And that is just the beginning. Don't be too upset if you don't feel particularly enlightened. Even if you read it several times it doesn't tell you very much. But at least the terms "resource" and "identifier" are fairly self-explanatory. A resource can be a physical resource such as an internet server, or an abstract resource such as a file or a network service portal. An identifier is the name we use to identify a particular resource.

But what is the difference between a uniform resource identifier and a uniform resource locator, and does it actually matter? To answer the second part of the question first, the majority of people use the term uniform resource locator (or just URL) even if what they are talking about should, strictly speaking, be referred to as a uniform resource identifier. We have never encountered a situation where this has led to any misunderstandings.

Nevertheless, it is useful to be aware of the difference, even if only for the feeling of smug superiority you may briefly get whilst explaining the whole thing to those less well-informed. So, let's start with uniform resource identifiers. They identify a resource (for the purposes of this discussion we're not going to worry about the implications of the word "uniform"). According to section 1.1.3. of RFC 3986:

"A URI can be further classified as a locator, a name, or both."

If we read a little further, we come across the following in section 1.2.2.:

"A common misunderstanding of URIs is that they are only used to refer to accessible resources. The URI itself only provides identification; access to the resource is neither guaranteed nor implied by the presence of a URI."

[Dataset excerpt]
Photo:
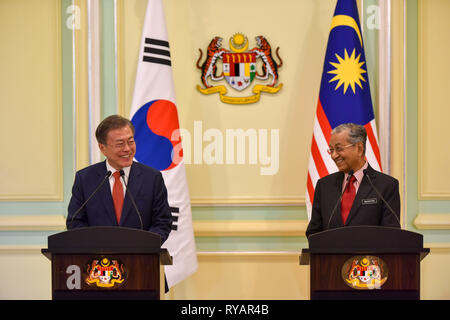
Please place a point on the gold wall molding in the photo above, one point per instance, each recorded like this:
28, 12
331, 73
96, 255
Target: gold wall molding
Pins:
432, 100
432, 221
288, 201
250, 228
33, 223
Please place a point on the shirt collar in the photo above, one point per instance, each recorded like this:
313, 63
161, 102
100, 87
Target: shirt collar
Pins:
359, 175
126, 170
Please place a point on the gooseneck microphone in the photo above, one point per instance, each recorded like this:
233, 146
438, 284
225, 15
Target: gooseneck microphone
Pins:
350, 173
382, 198
108, 174
122, 174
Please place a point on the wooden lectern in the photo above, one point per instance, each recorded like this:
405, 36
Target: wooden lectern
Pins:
106, 263
364, 262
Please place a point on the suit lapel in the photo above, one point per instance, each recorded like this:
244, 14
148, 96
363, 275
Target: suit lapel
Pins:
133, 185
336, 220
363, 191
106, 195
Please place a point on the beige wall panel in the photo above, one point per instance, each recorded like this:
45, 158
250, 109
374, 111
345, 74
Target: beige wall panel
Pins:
301, 34
30, 91
434, 66
25, 275
246, 276
434, 280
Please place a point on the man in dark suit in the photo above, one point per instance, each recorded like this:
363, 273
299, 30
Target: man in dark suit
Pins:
347, 149
112, 205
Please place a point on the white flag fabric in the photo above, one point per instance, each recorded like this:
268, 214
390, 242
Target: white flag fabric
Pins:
155, 117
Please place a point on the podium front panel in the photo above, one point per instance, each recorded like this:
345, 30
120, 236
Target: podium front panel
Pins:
327, 281
105, 276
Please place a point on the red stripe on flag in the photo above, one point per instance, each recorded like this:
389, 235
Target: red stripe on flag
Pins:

*AIM*
Could you write what comes next in the passage on URIs and URLs, picking up right after its final quotation from section 1.2.2? You won't need the material for anything here.

*ANSWER TO THIS TASK*
So essentially, we are safe to assume that a URI is guaranteed to identify a resource. It is not guaranteed to tell us where that resource is, or how to access it (but it might). However, section 3.1., which provides a definition of the term "scheme", says that:

"Each URI begins with a scheme name that refers to a specification for assigning identifiers within that scheme."

The term "scheme", as we shall see in due course, is frequently used to identify the protocol used to access a resource. The complete internet address of a web page, for example, will utilise either the http or the https scheme. This implies that the URI does in fact tell us how to access the resource it identifies.

However, not all schemes are associated with resources that have a specific location. One of the example URIs given in RFC 3986 is a telephone number:

tel:+1-816-555-1212

The scheme in this instance is tel, which informs us that we are looking at a telephone number (as opposed, for example, to a social security number). So, the URI is identifying the resource, but it doesn't give us any location information.

Let's turn now to the uniform resource locator (URL). The first thing we should say is that prior to the publication of RFC 3986 in 2005, it appears to have been perfectly acceptable to use the acronym "URL" when referring to the address of an Internet resource. We base this conclusion on the fact that the preamble to RFC 3986 clearly states that it updates RFC 1738, a request for comments published in December 1994 and entitled "Uniform Resource Locators (URL)". The introduction to RFC 1738 states:

"This document describes the syntax and semantics for a compact string representation for a resource available via the Internet. These strings are called 'Uniform Resource Locators' (URLs). The specification is derived from concepts introduced by the World-Wide Web global information initiative, whose use of such objects dates from 1990 and is described in "Universal Resource Identifiers in WWW", RFC 1630."

We can extract a few essential points from this. A uniform resource locator is a string representation. It refers to a resource that is available on the Internet. And, by implication, it is also a uniform resource identifier. RFC 1738 goes on to say, under the heading General URL Syntax, that:

"URLs are used to 'locate' resources, by providing an abstract identification of the resource location."

In other words, it's an address of some kind for an Internet resource of some kind. The subtle difference between URLs and URIs is that a URL will identify some resource on the Internet and tell you how to get to it. A URI will also identify some resource on the Internet and might tell you how to get to it, but does not guarantee to do so. In fact, there is no guarantee that the resource identified by a URI even exists.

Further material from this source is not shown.